##### DATA SUPPLIED #####
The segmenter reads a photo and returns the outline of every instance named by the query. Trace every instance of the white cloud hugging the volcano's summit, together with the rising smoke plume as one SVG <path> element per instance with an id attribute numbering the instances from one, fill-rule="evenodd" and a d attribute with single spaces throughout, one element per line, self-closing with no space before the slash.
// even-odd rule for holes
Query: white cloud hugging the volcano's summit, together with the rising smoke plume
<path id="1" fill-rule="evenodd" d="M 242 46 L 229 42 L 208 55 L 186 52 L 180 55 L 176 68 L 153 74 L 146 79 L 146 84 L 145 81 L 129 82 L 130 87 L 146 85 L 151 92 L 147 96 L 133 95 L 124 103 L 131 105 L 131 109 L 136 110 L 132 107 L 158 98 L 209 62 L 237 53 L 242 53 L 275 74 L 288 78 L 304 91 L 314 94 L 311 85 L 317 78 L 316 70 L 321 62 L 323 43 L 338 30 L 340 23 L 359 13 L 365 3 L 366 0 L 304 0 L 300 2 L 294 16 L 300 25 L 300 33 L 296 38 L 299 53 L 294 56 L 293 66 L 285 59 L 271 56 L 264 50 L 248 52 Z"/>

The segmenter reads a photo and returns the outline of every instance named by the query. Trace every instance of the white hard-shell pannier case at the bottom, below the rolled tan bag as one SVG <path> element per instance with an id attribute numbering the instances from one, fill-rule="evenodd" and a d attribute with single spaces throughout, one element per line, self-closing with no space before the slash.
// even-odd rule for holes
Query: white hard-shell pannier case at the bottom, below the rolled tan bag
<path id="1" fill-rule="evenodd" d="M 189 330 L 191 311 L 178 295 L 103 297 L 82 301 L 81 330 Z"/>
#####
The lines above are to be retyped exactly, with none omitted.

• SOLUTION TO THIS PROBLEM:
The segmenter reads a photo and returns the outline of every instance named by the query. Trace every instance of the white cloud hugging the volcano's summit, together with the rising smoke plume as one SVG <path> element per instance with an id attribute numbering the instances from one, fill-rule="evenodd" and a d attribute with single spaces throughout, one element per line, self-closing with no space before the slash.
// even-odd rule for holes
Query: white cloud hugging the volcano's summit, together with the rising smoke plume
<path id="1" fill-rule="evenodd" d="M 242 46 L 229 42 L 208 55 L 186 52 L 180 55 L 176 68 L 153 74 L 146 79 L 146 84 L 145 81 L 129 82 L 130 87 L 146 85 L 151 92 L 147 96 L 133 95 L 124 103 L 131 105 L 131 109 L 136 110 L 132 107 L 158 98 L 209 62 L 237 53 L 242 53 L 275 74 L 288 78 L 304 91 L 314 94 L 311 85 L 317 78 L 316 70 L 321 62 L 323 43 L 338 30 L 340 23 L 359 13 L 365 3 L 366 0 L 304 0 L 300 2 L 294 16 L 300 25 L 300 33 L 296 38 L 299 53 L 294 56 L 293 66 L 285 59 L 271 56 L 264 50 L 248 52 Z"/>

The segmenter reads a photo and returns the outline of every instance named by the query. Trace every instance of the white hard-shell pannier case at the bottom, below the rolled tan bag as one SVG <path> element per instance with an id attribute numbering the instances from one, fill-rule="evenodd" and a d attribute with single spaces throughout, one element per line, self-closing with no space before the slash.
// even-odd rule for holes
Query: white hard-shell pannier case at the bottom, below the rolled tan bag
<path id="1" fill-rule="evenodd" d="M 189 330 L 191 311 L 178 295 L 103 297 L 82 301 L 81 330 Z"/>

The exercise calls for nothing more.